## ARTICLE

^^^^^^^^^^^^^^^^

Natalie Ogbourne

Expect Delays and Great Scenery

Eighteen hours into a twenty-hour road trip from our door to Yellowstone’s South Entrance, my high spirits tumbled at the sight of a sign. A happy-looking sign, it cast a shadow on my plan to get off the road and onto the trail as quickly as possible. It read: Expect delays and great scenery.

It was a road construction sign in disguise. And I understood why.

In Iowa, where I live, open roads and flat terrain allow travelers in construction zones to slow more often than stop. When a full stop is required, it’s usually short, and governed by a traffic light rather than a pilot car. Pilot cars are more common in the mountains, where the roads are winding, the stops long, and patience is not simply a virtue—it’s a survival skill.

That day in the mountains, I was all about the scenery. I was there for the scenery. I just wasn’t interested in delays. Of any kind.

The me I take on vacation is not that dissimilar from the me that lives at home. No version of me likes to wait. For anything.

But you know what? We didn’t have to. Before long we were out on the trail, the sign nothing more than a distant memory.

After a busy day of seeing and doing All The Things, we were late in setting out for Bridge Bay campground to procure a campsite for the night. After a summer season of working in the park, I knew the hard truth about camping: Yellowstone’s campgrounds fill early. Securing a site is better done early in the day than late.

Within just a couple miles of the campground, we found ourselves in a long, snaking line of stationary vehicles. It didn’t have the look of one of Yellowstone’s bear-induced traffic jams but we couldn’t see the source of the blockage. We had no idea what the holdup was. We didn’t know how long we would be sitting there, waiting, and my angst about not finding a campsite was increasing by the minute. After a while, J–always more easy-going than I– suggested we turn around and make dinner at a small picnic area overlooking the lake just a few miles back.

I was torn. I could embrace the delay and enjoy the scenery or I could insist that we stay put and watch the clock.

^^^^^^^^^^^^^^^^

## WHAT YOU WILL DO
Retype word for word the part of the Yellowstone essay that begins at "Within just a" and ends after "few miles back.".

^^^^^^^^^^^^^^^^

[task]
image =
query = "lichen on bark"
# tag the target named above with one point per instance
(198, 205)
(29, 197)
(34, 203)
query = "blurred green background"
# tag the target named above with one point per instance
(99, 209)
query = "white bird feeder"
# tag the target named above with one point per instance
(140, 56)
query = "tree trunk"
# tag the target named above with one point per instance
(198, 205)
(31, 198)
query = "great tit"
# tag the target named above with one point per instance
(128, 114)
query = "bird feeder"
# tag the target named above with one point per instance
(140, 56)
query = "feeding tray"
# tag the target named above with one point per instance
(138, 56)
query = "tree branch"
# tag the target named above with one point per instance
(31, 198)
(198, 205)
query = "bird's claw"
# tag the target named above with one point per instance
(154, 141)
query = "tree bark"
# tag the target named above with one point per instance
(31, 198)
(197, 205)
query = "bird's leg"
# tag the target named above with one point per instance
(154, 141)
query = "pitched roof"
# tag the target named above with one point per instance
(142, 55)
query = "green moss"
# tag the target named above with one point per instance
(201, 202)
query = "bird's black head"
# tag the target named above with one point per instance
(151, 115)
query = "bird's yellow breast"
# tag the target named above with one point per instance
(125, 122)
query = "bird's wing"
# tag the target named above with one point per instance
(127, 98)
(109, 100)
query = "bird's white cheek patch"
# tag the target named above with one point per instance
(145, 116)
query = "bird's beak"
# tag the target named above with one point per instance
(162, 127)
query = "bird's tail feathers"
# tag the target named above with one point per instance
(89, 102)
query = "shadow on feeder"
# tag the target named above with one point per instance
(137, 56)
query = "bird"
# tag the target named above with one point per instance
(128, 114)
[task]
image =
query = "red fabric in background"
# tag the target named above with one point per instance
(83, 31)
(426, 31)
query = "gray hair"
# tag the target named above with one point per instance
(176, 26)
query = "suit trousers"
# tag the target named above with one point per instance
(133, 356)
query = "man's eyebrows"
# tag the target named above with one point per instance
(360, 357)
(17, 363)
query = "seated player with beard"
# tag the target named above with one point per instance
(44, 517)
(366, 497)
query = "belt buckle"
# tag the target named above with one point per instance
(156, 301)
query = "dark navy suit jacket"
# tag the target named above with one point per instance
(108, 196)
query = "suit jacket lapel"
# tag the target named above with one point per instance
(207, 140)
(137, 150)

^^^^^^^^^^^^^^^^

## COMPLETED EXERCISE
Within just a couple miles of the campground, we found ourselves in a long, snaking line of stationary vehicles. It didn’t have the look of one of Yellowstone’s bear-induced traffic jams but we couldn’t see the source of the blockage. We had no idea what the holdup was. We didn’t know how long we would be sitting there, waiting, and my angst about not finding a campsite was increasing by the minute. After a while, J–always more easy-going than I– suggested we turn around and make dinner at a small picnic area overlooking the lake just a few miles back.